_Problem details_
The entries below are to be restated exactly, and their images are to be omitted.

_Task data_
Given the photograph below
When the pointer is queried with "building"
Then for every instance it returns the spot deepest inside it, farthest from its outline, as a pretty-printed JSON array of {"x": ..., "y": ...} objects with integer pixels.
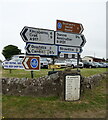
[{"x": 92, "y": 59}]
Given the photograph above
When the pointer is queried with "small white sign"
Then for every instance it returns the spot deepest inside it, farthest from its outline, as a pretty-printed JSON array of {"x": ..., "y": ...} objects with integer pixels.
[
  {"x": 69, "y": 39},
  {"x": 12, "y": 65},
  {"x": 72, "y": 87},
  {"x": 41, "y": 49},
  {"x": 37, "y": 35},
  {"x": 69, "y": 49}
]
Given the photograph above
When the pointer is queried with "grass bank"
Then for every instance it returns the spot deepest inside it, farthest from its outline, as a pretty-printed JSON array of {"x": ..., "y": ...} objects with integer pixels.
[{"x": 43, "y": 72}]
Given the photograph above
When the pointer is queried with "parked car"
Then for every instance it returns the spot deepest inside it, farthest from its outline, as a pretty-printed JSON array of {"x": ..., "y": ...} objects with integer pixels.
[
  {"x": 104, "y": 65},
  {"x": 44, "y": 62},
  {"x": 62, "y": 63},
  {"x": 73, "y": 63},
  {"x": 89, "y": 65}
]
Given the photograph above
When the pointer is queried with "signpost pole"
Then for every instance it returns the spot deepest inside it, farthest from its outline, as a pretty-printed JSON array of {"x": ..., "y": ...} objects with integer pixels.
[
  {"x": 53, "y": 62},
  {"x": 32, "y": 74},
  {"x": 77, "y": 61}
]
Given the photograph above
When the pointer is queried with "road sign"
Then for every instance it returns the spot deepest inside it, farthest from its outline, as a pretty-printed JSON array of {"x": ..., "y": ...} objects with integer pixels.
[
  {"x": 37, "y": 35},
  {"x": 72, "y": 27},
  {"x": 69, "y": 49},
  {"x": 12, "y": 65},
  {"x": 41, "y": 49},
  {"x": 69, "y": 39},
  {"x": 31, "y": 63}
]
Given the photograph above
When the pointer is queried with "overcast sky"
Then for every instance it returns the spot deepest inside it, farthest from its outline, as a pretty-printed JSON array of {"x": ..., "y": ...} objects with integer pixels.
[{"x": 15, "y": 14}]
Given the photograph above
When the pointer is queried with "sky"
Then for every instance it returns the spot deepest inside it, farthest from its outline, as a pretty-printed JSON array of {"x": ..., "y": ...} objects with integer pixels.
[{"x": 15, "y": 14}]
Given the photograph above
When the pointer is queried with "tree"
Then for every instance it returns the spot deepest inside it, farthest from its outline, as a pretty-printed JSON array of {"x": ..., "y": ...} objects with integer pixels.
[{"x": 9, "y": 51}]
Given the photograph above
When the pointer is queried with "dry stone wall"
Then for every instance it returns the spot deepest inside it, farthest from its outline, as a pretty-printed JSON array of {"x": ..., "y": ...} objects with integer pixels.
[{"x": 49, "y": 85}]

_Answer to this exercise_
Given the photograph below
When the pointer is queried with "building"
Then for every instance it returns the spot deepest inside it, farthest from its outline, as a pretty-printed JSON array of {"x": ..., "y": ...} objects with integer pixels.
[{"x": 92, "y": 59}]
Given the photograph above
When the pointer is queried with "small white sign"
Then for every instance it returns the spot deepest inside it, farthest from its outline, as a pretty-printed JSON array of {"x": ..., "y": ...} objects with integer pixels.
[
  {"x": 69, "y": 39},
  {"x": 12, "y": 65},
  {"x": 72, "y": 87},
  {"x": 41, "y": 49},
  {"x": 37, "y": 35},
  {"x": 69, "y": 49}
]
Given the photograph above
When the pointer is queried with "grass bank"
Then for every instance it returns the spot deepest inside it, farthest from its outline, as a pretty-printed JSON array of {"x": ..., "y": ...} objects with integer pixels.
[{"x": 43, "y": 72}]
Given the photograph above
When the pointer is queried with "parked car"
Then for every instance it returns the spot deepest inside it, farthest from its outline, as a pretty-printed JSON array of {"x": ..., "y": ...} objects with integer pixels.
[
  {"x": 104, "y": 65},
  {"x": 44, "y": 62},
  {"x": 62, "y": 63},
  {"x": 73, "y": 63},
  {"x": 89, "y": 65}
]
Given the photograph above
When the pointer is queried with "signpost pole"
Then for every instance it returns the spot deepest inside it, farthest from its outline, as a pretty-printed JSON array of {"x": ..., "y": ...} objects with integer pixels.
[
  {"x": 53, "y": 62},
  {"x": 32, "y": 74},
  {"x": 77, "y": 61}
]
Given the photograph above
When the pointer is queried with "road sign"
Then for every instance it returns the spot deepest inside it, farthest from its outline, as a pretty-printed JSON array of {"x": ..., "y": ...} objects with integer pixels.
[
  {"x": 37, "y": 35},
  {"x": 72, "y": 27},
  {"x": 69, "y": 49},
  {"x": 12, "y": 65},
  {"x": 41, "y": 49},
  {"x": 69, "y": 39},
  {"x": 31, "y": 63}
]
Given the photograph above
When the pointer is queried with "overcast sky"
Then for every instance it returns the spot deepest inside it, farthest from its outline, as a pretty-printed JSON array of {"x": ..., "y": ...} objects with integer pixels.
[{"x": 15, "y": 14}]
Given the photograph above
When the pointer is queried with "sky"
Then for every instance it returns the spot deepest inside it, farthest from its outline, as a pretty-printed JSON array of {"x": ..., "y": ...} objects with integer pixels.
[{"x": 15, "y": 14}]
Given the photograph above
When the pointer is queried with "tree"
Then for every instance it returns the spot deepest inside it, farthest from its outline, as a pretty-printed JSON array of {"x": ..., "y": ...} objects with integer pixels.
[{"x": 9, "y": 51}]
Given the photograph above
When the pointer is queried with "dry stone wall"
Then for every instance it returns the spot deepest inside it, farthest from its outline, as a pretty-printed JSON array of {"x": ..., "y": ...} objects with integer pixels.
[{"x": 49, "y": 85}]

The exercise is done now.